(Saved entries)

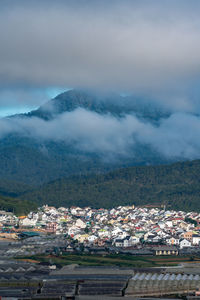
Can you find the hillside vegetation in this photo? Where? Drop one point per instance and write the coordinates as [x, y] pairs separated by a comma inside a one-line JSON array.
[[177, 185], [16, 206]]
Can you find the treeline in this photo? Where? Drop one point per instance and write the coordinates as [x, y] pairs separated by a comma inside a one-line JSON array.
[[176, 185], [16, 206]]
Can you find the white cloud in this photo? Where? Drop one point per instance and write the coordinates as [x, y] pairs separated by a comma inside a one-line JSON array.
[[175, 137]]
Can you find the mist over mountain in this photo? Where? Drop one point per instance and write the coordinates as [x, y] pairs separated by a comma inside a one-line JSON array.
[[81, 132]]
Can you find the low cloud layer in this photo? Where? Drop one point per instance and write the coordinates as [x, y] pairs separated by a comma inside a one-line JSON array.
[[140, 46], [175, 137]]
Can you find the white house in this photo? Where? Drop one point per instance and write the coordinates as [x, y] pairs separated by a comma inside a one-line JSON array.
[[195, 239], [184, 243]]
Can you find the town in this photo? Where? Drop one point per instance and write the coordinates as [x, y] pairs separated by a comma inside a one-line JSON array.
[[124, 229]]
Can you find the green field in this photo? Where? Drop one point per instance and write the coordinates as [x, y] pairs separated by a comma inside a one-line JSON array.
[[114, 260]]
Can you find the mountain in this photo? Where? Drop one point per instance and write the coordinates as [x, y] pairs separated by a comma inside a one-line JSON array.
[[113, 104], [34, 161], [176, 185]]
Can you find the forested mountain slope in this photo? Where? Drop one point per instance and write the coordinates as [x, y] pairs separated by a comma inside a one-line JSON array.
[[177, 185]]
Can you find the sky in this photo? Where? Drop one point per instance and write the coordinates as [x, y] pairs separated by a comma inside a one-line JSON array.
[[149, 48]]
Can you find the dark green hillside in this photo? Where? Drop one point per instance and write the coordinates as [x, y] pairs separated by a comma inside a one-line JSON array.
[[16, 206], [177, 185]]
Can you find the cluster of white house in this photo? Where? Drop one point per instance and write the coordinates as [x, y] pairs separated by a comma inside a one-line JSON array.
[[123, 226]]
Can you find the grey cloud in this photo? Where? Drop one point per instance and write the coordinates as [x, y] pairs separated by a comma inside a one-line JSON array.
[[123, 45], [174, 137]]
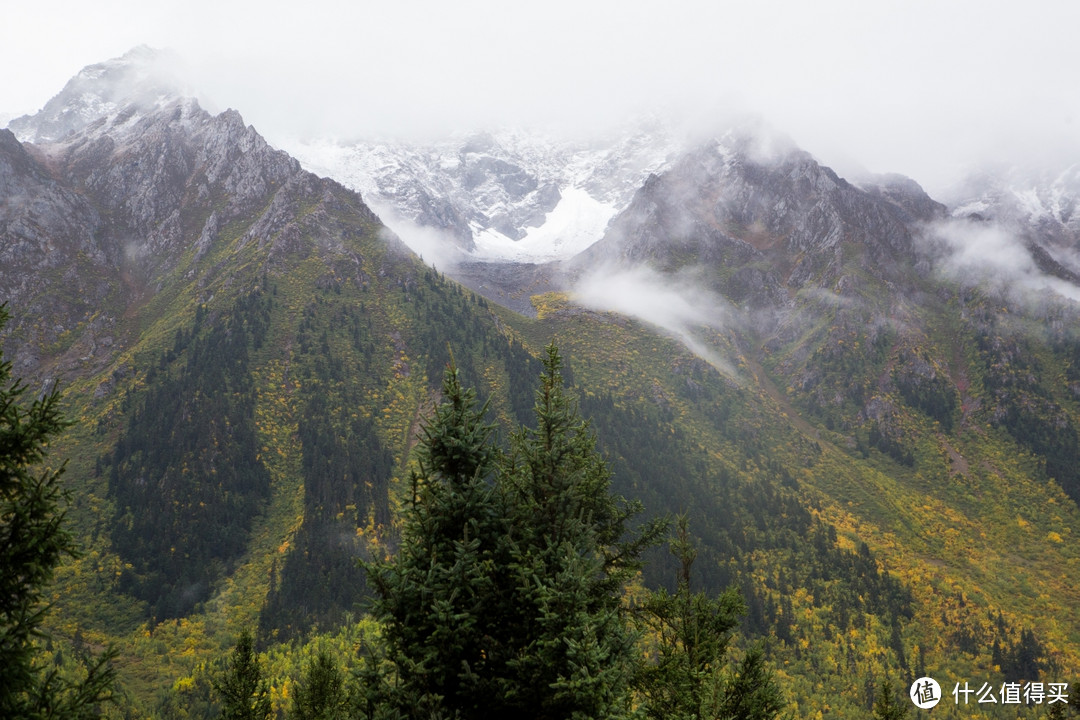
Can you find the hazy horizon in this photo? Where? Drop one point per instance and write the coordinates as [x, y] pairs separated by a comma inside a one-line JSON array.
[[928, 91]]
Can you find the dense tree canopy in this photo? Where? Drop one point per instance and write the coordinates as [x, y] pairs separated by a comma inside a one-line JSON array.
[[34, 540]]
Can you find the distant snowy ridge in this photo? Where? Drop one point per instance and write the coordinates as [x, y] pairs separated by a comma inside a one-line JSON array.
[[140, 81], [502, 197]]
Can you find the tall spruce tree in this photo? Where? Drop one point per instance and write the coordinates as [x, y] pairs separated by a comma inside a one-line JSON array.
[[34, 540], [441, 598], [504, 597], [685, 677], [571, 552], [241, 688], [320, 694]]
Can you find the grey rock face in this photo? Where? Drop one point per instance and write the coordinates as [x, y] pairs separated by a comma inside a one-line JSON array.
[[95, 225], [768, 223]]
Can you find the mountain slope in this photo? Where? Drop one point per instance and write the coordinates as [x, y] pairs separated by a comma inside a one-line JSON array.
[[880, 463]]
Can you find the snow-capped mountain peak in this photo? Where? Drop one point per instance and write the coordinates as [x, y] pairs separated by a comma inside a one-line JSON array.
[[142, 80], [501, 195]]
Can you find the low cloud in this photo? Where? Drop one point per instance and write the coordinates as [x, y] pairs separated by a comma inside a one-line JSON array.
[[990, 255], [676, 304]]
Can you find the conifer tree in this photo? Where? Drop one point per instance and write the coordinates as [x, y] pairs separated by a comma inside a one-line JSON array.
[[241, 687], [34, 540], [886, 705], [685, 678], [571, 554], [320, 694], [440, 598]]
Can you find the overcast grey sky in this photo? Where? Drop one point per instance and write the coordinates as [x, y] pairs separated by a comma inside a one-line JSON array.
[[915, 86]]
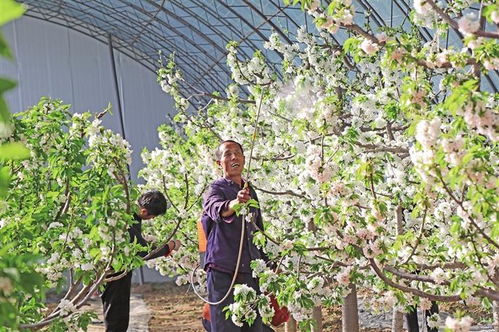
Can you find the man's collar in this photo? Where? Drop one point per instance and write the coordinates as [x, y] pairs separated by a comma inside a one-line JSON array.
[[229, 181]]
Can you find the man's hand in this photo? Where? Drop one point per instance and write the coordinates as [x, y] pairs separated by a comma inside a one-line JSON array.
[[243, 196]]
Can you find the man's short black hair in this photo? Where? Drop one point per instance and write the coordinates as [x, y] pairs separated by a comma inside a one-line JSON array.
[[218, 153], [153, 201]]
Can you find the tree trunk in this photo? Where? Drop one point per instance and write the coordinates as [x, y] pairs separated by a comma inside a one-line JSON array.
[[398, 317], [397, 321], [290, 325], [350, 317], [317, 317]]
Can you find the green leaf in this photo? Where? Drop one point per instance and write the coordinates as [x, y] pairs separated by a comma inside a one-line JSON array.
[[13, 151], [6, 84]]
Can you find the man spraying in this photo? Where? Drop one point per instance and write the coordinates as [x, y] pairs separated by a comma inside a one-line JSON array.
[[223, 229]]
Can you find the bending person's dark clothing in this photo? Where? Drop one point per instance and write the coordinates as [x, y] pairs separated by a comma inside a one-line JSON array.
[[223, 234], [135, 232], [116, 295]]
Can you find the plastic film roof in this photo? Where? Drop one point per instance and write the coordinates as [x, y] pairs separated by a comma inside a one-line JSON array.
[[198, 30]]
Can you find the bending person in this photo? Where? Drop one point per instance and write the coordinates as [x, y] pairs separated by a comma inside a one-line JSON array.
[[116, 295]]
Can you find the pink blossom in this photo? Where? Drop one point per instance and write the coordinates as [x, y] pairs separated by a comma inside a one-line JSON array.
[[314, 5], [397, 54], [468, 24], [442, 58], [382, 37], [491, 64], [369, 47]]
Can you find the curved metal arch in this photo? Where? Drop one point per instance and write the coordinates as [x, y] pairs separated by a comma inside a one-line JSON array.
[[141, 41], [121, 42], [84, 30], [145, 56], [230, 27]]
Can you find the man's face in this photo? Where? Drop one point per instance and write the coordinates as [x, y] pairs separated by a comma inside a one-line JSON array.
[[231, 159]]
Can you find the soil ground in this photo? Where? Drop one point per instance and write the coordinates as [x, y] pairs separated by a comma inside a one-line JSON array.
[[178, 309]]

THE PROBLEM: Repeat every entry above precisely, leaving each picture out.

SOLUTION TO THIS EXERCISE:
Can you find the hillside vegetation in this photo? Where? Drop one point per instance and write the coordinates as [x, y] pairs separated by a comma inside a one-line JSON array.
[[177, 185], [16, 206]]
Can you find the treeline in this photo? Where? Drop one point per instance and write the coordinates as [x, y] pairs separated by a comma inside a one-line JSON array.
[[176, 185], [16, 206]]
Can you find the white cloud in this photo? Where? Drop one point per instance and write the coordinates as [x, y] pairs separated by a comma inside a one-line JSON array.
[[175, 137]]
Can you find the mist over mountain in this photo? Where? Drop one point per instance and write the coordinates as [x, y] pairs separated by a comma inside a one-line JSON array.
[[81, 132]]
Can you find the low cloud layer in this photo? Where? Drop one point per instance and write the coordinates as [x, y] pairs separated by a comma inside a one-line JSON array.
[[140, 46], [175, 137]]
Can you find the white house in this photo? Where? Drop one point per instance and write the coordinates as [x, y] pairs separated by a comma inside a one-line JSON array.
[[195, 239], [184, 243]]
Can you find the town in this photo? Where? Drop one point per instance and write the coordinates as [x, y] pairs separated by a comma inside a one-line JSON array.
[[124, 229]]
Can you find the green field in this photo? Where? Drop one point per instance and write the coordinates as [x, y] pairs separated by a comma inside a one-line JSON array.
[[114, 260]]
Can you find the mountain in this photo? Where? Drop one point per instance and write the coordinates as [x, y] pairs separated by a comma inside a one-line JSON array.
[[113, 104], [34, 161], [176, 185]]
Can you find the forested mountain slope in this photo? Where? Drop one point per instance and write the coordinates as [x, y] pairs separated by a comma inside a one-line JSON array.
[[177, 185]]
Can you find the sky in this photo? Where? Drop one point per instance and write the coordinates as [x, y] pairs separated by a comma inside a one-line JSON array.
[[149, 48]]
Can you find the dark green hillside in this photo? Where? Drop one point per instance and write the coordinates as [x, y] pairs separated by a comma inside a one-line JSON array.
[[16, 206], [177, 185]]
Can you find the cluster of white house in this photo? Where? Drop one point per instance and write the coordinates as [x, y] pairs separated by a comma inside a one-line JSON array.
[[123, 226]]
Can you find the grey cloud in this photo? Where? Drop one point per instance and write the coordinates as [x, y] pairs separated by a comma inside a one-line JSON array.
[[123, 45], [174, 137]]
Can you find the hazy horizon in this photo? Where? Drop one point per instance and write the coordinates as [x, y] pairs separated by a comma inside a one-line JSON array.
[[928, 91]]
Can you find the dense tree canopy in this photo? Where? Drop one point per instance and write the coordinates as [x, y] pairs separated by a comma inside a one-line JSON array.
[[34, 540]]
Can you find the distant snowy ridge in this photo? Where? Drop one point per instance and write the coordinates as [x, y] pairs separated by a comma inside a one-line JSON array.
[[140, 81], [502, 197]]
Can you find the tall spruce tree in this photo? Where? Drop one point per instance and write the coordinates as [x, y] pairs separated by a comma inside a one-line JSON array.
[[34, 540], [441, 598], [504, 597], [685, 677], [571, 552], [241, 688], [320, 694]]
Can you find the grey rock face in this photo? Where? Drop one point per instance and write the coordinates as [x, y] pairs separated by a comma inside a one-line JSON array.
[[95, 225], [768, 223]]
Can you find the mountain slope in this photo? Where? Drop one point per instance and write the coordinates as [x, y] pairs separated by a comma inside a one-line JSON array.
[[880, 463]]
Can you find the snow-capped mountain peak in this photo? Where? Drop one point per instance and write the coordinates as [x, y] pairs separated by a comma inside a one-line JSON array.
[[142, 80], [501, 195]]
Can you find the low cloud in this photo? Where? Drop one point per instance and write the coordinates as [x, y] pairs separated by a comma inside a one-line JSON array.
[[990, 255], [676, 304]]
Can you find the conifer tree in this photo? Where? Drop one point per instance and write the coordinates as [x, y] pairs separated by a comma inside a one-line JSON array.
[[241, 687], [34, 540], [886, 705], [685, 678], [571, 554], [320, 694], [440, 598]]
Can you find the overcast grey sky in this photo? Where? Drop one point per instance and write the coordinates as [x, y] pairs separated by a comma inside a one-line JSON array.
[[915, 86]]
Can you find the man's collar in this photo? Where? Drop one point per instance and write the coordinates as [x, y] pairs separated by a comma inside a one-line JSON array.
[[229, 181]]
Can you find the man's hand in this photo? Where? Drop one point per instance and write the coordinates as [x, y] pairs separated by a comma inside a one-line JSON array.
[[243, 196]]
Can you find the man's short black hair in this photo? Where? Drop one point per instance and write the coordinates as [x, y] pairs separated by a comma inside a one-line JSON array.
[[218, 153], [153, 201]]
Can you find the tree trunk in this photo? Where? Drop one point per instance and write the coordinates as [x, y] pairs separated by a comma inside a one-line JSON array.
[[398, 317], [397, 321], [290, 325], [350, 317], [317, 317]]
Can you find the green leaf in this photo? Where? Drop one point per instance and write the coordinates as [x, y] pairs separated by a comma inside a one-line JSON array.
[[13, 151], [6, 84]]
Can you find the man spraying in this photo? Where? Drop one point per instance and write the coordinates as [x, y] pairs separated by a comma inside a one-line JSON array.
[[223, 229]]
Can you find the bending person's dark clothing in this photo? Where? Drop one point per instance and write the coordinates as [x, y] pairs separated by a comma inside a one-line JSON array.
[[223, 234], [135, 232], [116, 295]]
Can you find the plastic film roof in this photo? Where? Drop one point per instance and write the coordinates as [x, y] pairs separated by a comma inside a one-line JSON array.
[[198, 30]]
Can you find the bending person in this photo? Where? Drop one point per instance and write the coordinates as [x, y] pairs separated by a comma inside a one-line JSON array.
[[116, 295]]
Can you find the pink blossom in this photo? Where? Drop one point per instance and write the coordinates as [x, y] pairs separated by a comma inside a one-line JSON array.
[[314, 5], [397, 54], [468, 24], [442, 58], [382, 37], [491, 64], [369, 47]]
Can you find the curved metal arch in this photo? Where? Drop one point per instance and write the coordinates as [x, y] pairs separated by a comma inside a one-line JSON array.
[[141, 41], [121, 42], [84, 30], [145, 56], [230, 27]]
Can you find the man's face in this photo? Where? Drop one point per instance and write the coordinates as [x, y] pairs separated by a comma inside a one-line JSON array.
[[231, 159]]
Can you find the soil ground in this photo? Where? Drop one point per instance and write the coordinates as [x, y] pairs separated by a comma inside a one-line JSON array.
[[178, 309]]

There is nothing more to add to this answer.